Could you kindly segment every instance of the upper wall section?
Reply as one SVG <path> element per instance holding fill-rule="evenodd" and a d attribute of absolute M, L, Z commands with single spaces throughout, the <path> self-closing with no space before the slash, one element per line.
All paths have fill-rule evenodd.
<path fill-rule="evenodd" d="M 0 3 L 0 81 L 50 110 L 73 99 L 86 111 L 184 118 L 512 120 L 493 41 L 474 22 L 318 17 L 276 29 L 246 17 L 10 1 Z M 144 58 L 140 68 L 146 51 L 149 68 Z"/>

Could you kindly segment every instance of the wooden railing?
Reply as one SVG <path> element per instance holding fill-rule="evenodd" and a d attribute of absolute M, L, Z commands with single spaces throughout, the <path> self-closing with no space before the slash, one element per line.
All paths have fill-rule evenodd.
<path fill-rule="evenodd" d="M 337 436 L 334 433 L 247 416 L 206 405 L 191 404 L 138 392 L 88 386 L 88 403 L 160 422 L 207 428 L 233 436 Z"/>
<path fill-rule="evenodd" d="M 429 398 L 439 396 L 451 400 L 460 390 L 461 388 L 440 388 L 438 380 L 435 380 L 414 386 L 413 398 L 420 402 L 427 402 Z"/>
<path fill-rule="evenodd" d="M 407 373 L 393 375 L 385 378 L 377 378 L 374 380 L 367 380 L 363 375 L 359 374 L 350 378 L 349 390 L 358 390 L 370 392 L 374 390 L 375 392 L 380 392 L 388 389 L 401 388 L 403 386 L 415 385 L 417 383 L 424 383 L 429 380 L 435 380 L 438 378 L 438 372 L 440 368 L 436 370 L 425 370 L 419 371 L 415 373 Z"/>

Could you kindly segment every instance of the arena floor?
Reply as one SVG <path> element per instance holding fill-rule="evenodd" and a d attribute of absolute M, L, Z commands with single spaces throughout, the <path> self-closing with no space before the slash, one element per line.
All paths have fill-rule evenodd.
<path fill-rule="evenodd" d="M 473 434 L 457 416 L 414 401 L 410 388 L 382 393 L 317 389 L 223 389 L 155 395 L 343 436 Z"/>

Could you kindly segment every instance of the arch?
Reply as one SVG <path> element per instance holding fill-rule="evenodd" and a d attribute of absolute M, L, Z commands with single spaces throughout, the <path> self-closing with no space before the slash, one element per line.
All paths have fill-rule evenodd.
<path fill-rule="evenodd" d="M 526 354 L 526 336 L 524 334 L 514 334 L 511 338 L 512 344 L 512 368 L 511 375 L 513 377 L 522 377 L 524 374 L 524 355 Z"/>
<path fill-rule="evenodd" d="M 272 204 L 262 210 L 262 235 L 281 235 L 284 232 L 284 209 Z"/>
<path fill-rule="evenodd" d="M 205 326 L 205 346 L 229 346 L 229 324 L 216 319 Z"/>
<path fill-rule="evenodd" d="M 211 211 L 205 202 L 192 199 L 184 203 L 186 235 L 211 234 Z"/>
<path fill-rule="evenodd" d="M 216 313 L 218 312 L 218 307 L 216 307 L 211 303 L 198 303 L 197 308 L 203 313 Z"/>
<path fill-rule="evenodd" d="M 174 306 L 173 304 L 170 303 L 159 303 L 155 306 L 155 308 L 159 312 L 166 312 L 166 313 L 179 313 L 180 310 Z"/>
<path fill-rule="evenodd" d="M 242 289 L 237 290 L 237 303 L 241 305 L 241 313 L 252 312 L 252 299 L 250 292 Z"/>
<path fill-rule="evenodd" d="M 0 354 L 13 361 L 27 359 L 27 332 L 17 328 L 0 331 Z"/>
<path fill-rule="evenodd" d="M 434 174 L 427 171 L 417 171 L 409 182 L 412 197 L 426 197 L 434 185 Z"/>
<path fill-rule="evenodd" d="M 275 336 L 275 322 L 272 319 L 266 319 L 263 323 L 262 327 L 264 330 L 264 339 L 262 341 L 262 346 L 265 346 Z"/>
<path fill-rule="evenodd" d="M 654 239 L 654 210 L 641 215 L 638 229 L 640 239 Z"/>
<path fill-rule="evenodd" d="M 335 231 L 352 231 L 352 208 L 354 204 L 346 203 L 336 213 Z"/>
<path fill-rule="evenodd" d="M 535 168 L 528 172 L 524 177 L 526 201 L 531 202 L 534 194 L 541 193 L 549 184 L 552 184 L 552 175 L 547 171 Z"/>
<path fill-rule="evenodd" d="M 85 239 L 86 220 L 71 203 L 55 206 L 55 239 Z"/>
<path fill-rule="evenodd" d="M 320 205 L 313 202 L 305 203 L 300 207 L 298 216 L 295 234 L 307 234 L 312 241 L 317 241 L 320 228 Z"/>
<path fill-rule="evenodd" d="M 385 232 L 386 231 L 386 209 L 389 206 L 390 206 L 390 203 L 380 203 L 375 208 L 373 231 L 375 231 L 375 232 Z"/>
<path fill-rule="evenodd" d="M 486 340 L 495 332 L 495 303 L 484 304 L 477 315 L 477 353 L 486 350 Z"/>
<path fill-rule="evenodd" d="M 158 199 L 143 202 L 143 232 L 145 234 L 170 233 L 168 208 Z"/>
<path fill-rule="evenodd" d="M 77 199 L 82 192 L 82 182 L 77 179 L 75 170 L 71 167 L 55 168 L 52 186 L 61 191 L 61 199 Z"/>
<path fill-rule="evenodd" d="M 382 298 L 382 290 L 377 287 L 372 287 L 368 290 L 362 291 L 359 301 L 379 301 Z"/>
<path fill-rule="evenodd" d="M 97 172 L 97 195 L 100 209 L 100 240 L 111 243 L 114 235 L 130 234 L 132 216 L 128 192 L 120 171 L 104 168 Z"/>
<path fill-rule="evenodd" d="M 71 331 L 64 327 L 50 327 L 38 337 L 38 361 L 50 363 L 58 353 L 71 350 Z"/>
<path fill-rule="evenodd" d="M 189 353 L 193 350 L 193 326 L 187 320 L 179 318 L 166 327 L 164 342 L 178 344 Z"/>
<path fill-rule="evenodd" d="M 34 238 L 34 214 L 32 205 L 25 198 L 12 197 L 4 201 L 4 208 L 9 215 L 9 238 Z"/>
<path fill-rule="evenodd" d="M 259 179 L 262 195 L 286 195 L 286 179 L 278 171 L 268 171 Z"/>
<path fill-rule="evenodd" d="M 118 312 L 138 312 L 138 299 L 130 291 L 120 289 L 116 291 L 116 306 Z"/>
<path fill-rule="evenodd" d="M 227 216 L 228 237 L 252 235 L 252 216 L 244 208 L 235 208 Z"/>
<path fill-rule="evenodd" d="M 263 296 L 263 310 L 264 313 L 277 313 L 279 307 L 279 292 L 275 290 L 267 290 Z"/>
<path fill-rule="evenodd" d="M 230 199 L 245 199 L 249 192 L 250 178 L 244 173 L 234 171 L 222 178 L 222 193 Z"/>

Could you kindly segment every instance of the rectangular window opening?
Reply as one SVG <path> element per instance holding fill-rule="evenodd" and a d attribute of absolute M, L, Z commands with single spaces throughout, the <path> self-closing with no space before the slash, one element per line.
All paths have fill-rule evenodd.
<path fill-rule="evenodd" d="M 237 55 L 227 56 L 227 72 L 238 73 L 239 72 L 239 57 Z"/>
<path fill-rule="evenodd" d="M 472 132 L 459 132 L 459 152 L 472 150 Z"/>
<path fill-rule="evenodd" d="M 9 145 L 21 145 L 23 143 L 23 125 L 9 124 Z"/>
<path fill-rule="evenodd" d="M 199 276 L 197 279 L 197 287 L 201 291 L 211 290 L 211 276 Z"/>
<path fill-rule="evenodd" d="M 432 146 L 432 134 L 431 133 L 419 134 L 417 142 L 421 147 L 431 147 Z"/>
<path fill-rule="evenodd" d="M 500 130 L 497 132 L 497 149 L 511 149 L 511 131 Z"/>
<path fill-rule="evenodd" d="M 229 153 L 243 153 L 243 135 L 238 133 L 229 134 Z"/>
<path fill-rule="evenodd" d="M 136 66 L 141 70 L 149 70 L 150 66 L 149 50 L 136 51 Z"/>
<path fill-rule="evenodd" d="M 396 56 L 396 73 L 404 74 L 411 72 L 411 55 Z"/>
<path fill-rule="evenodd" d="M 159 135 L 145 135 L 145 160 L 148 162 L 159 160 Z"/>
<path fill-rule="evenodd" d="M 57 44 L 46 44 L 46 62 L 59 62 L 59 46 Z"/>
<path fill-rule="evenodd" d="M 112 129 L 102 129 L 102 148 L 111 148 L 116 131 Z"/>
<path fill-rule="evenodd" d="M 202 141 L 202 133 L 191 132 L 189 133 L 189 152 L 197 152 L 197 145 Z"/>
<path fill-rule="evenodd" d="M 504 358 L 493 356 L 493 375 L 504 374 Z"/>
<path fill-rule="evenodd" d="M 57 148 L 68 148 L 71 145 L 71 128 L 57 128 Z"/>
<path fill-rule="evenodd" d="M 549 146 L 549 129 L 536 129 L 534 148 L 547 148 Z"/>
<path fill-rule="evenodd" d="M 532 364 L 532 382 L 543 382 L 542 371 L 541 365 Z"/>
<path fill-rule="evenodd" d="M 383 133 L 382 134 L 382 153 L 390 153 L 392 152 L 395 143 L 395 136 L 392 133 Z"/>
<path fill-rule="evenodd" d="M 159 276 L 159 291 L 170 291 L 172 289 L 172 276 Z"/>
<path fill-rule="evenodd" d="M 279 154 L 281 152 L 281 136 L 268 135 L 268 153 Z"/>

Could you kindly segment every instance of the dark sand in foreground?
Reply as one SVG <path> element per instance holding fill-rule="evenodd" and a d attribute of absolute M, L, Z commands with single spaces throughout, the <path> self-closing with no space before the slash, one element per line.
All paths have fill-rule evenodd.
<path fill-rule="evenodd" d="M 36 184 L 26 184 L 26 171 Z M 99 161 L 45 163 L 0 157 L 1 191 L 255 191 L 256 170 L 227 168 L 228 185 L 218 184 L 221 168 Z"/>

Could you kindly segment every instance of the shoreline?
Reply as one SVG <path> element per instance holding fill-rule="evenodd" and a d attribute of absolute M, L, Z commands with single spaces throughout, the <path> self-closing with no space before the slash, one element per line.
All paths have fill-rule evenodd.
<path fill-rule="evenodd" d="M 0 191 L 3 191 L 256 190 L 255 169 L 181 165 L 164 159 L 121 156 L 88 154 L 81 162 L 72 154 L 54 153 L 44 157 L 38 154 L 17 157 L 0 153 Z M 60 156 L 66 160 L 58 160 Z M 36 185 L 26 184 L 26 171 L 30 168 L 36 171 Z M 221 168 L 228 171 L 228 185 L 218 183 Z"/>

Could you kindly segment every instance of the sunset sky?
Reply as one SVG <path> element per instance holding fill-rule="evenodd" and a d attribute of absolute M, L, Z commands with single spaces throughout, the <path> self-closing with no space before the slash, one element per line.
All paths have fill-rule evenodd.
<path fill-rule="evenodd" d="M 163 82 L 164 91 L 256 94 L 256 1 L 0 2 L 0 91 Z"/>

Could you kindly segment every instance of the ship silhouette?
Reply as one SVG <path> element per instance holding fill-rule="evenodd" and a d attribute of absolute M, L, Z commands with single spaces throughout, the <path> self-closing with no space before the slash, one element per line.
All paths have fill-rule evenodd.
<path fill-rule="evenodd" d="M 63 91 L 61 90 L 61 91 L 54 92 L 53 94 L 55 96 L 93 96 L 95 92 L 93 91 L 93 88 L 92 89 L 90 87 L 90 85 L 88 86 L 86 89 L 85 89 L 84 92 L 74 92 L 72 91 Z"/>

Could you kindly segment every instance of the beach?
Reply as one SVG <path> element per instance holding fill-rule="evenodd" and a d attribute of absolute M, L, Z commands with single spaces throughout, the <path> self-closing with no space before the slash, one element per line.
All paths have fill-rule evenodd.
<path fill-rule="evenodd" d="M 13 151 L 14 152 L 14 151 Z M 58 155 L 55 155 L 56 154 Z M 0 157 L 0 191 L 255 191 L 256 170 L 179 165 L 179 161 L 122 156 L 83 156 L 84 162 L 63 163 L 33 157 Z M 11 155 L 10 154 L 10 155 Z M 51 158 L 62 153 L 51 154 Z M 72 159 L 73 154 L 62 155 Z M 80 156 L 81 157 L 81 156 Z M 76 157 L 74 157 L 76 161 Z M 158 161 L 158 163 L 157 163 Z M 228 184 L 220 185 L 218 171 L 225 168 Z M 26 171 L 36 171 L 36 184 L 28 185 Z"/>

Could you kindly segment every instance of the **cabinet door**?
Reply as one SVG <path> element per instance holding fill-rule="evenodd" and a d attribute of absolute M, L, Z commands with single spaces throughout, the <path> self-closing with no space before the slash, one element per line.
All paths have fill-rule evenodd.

== == ==

*AIM OF THE TASK*
Reproduce the records from their first line through the line containing "81 L 50 110", both included, character for character.

*OUTPUT OF THE EXERCISE*
Could you kindly segment every instance of the upper wall section?
Reply as one SVG <path> element per instance holding fill-rule="evenodd" and a d attribute of absolute M, L, Z commands with single spaces throughout, the <path> self-closing with no space before the slash, one element per line.
All paths have fill-rule evenodd.
<path fill-rule="evenodd" d="M 0 3 L 0 81 L 50 110 L 73 99 L 86 111 L 184 118 L 512 120 L 493 41 L 474 22 L 318 17 L 276 29 L 246 17 L 10 1 Z M 144 58 L 140 68 L 146 51 L 149 68 Z"/>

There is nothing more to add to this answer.